» **SOURCE TEXT**:
+++++

Turgenev’s Smoke.

Context is all. I recently complained about Dostoevsky’s Игрок [The Gambler], but now that I’ve finished Turgenev’s fifth novel Дым [Smoke], published in the same year (1867) and also set in Baden, I have a far greater respect for the former. I feel that Dostoevsky found a new dimension for literature, and once you’ve gotten accustomed to it everything else seems flat. Fine, the characters are cardboard and the plot is kind of silly, but Dostoevsky’s language and way of telling a story are intoxicating, and The Gambler is inferior only when compared to greater Dostoevsky novels. When compared to Turgenev — a fine novelist! — it shines.

I’m going to quote in extenso from The Cambridge History of Russian Literature, because Richard Freeborn’s chapter on the 1855-80 period is excellent and his description of the novel is thorough and satisfying from a certain point of view, a point of view which is alien to me:

Smoke is the only one of Turgenev’s novels not to have a Russian setting. It is set in Baden-Baden in the summer of 1862 and tells of a couple of weeks which the hero, Litvinov, spends there, during which time he meets Russians of both left-wing and right-wing persuasion while also encountering a former love of his, Irina. This “second love” forces him into a betrayal of his fiancee. Finally he returns to Russia heartbroken and embittered: “suddenly everything seemed to him to resemble smoke – everything, his own life, Russian life, everything human, especially everything Russian.” Indeed, if on the emotional level Litvinov’s involvements seem shallow — for as a hero he is deliberately made to appear ordinary and intermediary in his role — then on the level of ideological polemic Smoke is the most caustic and pessimistic of all Turgenev’s works, and as a condemnation of all things Russian it is one of the most explicit such statements in Russian literature, comparable to Peter Chaadaev’s first “Philosophical Letter.” Turgenev uses his novel in many respects as a pamphlet with the object of attacking the extremes of left-wing and right-wing opinion and expressing his own views through the figure of Potugin. Left-wing opinion, with its idolatrous attitude toward the peasant commune as a nucleus of socialism, and right-wing pleas for as little change as possible are both dismissed as dotty, while Potugin’s analysis of the Russian need to be led and Russia’s love-hate relationship with the west arouses Turgenev’s evident approval. His political gradualism expressed itself through Potugin’s insistence on the need to respect European civilization and ensure that whatever was done in Russia should have an educative, European character.

Largely due to the weakness of its central figure, Smoke has neither the strength nor cohesion of Fathers and Sons, but in its evocation of the small-town world of Baden-Baden, its venomously satirical character-vignettes and, above all, its depiction of the passion of “second love” as dark and soul-destroying it illustrates very fully the somber aspect of Turgenev’s talent. Angered, frustrated and isolated, he chose — as Dostoevsky taunted during a bitter quarrel of 1867 between them — to look at Russia through his telescope. Turgenev’s vision was acute in its perception of the self-deluding tendencies at work among the intelligentsia. His readiness, though, to criticize Russia from afar was offensive not only to Dostoevsky, it smacked of sour grapes to the public at large. In any case, advocacy of European superiority was hardly calculated to bring him widespread popularity at a time when educated Russian opinion was becoming attracted to essentially native, populist solutions to the national problem. Turgenev, so clearsighted in his realism as fictional chronicler of the evolving intelligentsia scene, had neither the stomach nor the gift for polemic, save in short needle-sharp thrusts, and polemic had become the very climate in which Russian literature existed by the end of the 1860s.

+++++

» **JOB 1**: Using only the text on Turgenev's Smoke, mark each statement yes or no and quote the exact words that settle it: (a) Smoke is set in Baden-Baden in the summer of 1862; (b) The Gambler came out one year before Smoke; (c) Turgenev voices his own views through Litvinov.
» **JOB 2**: Reproduce the passage of the text on Turgenev's Smoke that opens with the words containing "Context is all." and closes with "novelist! — it shines.", substituting "captivating" for "intoxicating".
» **JOB 3**: Pick up the text on Turgenev's Smoke after its final sentence and continue it.

» **RAW DATA**:
+++++

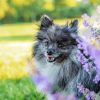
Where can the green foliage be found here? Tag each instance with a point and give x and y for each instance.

+++++

» **WRITTEN REPLY 1**:
(a) Yes: "It is set in Baden-Baden in the summer of 1862"
(b) No: "published in the same year (1867)"
(c) No: "expressing his own views through the figure of Potugin"

» **WRITTEN REPLY 2**:
Context is all. I recently complained about Dostoevsky’s Игрок [The Gambler], but now that I’ve finished Turgenev’s fifth novel Дым [Smoke], published in the same year (1867) and also set in Baden, I have a far greater respect for the former. I feel that Dostoevsky found a new dimension for literature, and once you’ve gotten accustomed to it everything else seems flat. Fine, the characters are cardboard and the plot is kind of silly, but Dostoevsky’s language and way of telling a story are captivating, and The Gambler is inferior only when compared to greater Dostoevsky novels. When compared to Turgenev — a fine novelist! — it shines.

» **WRITTEN REPLY 3**:
Note that the ideological/polemical aspect of the novel overshadows everything else in this account, and this is a fair reflection of its reception at the time (and in general of how literature in general was viewed): its mockery of Slavophiles, establishment conservatives, and foolish left-wingers ensured that almost everyone disliked it (the radical Pisarev was a surprising exception). But it has literally nothing to do with how I evaluate this, or any, novel. I don’t give a damn what Turgenev thought about Slavophiles, left-wingers, or the relation of Russia to the West. I don’t give a damn what his characters think about those things either; I care what they say about them only to the extent that it reveals their souls and illuminates the plot. In this case it does neither — the characters (other than the protagonist and the women) exist only to have opinions for the author to mock. Now, those opinions by no means dominate the novel; if they had, I would have stopped reading well before the end. They’re like raisins stuck into a muffin: I’m not crazy about raisins in muffins, but if it’s a good muffin I don’t mind that much. In this case, every time I got to a passage where people were arguing about politics I rolled my eyes a bit and read on to get to the real stuff; it was sort of like the hunting scenes in Trollope.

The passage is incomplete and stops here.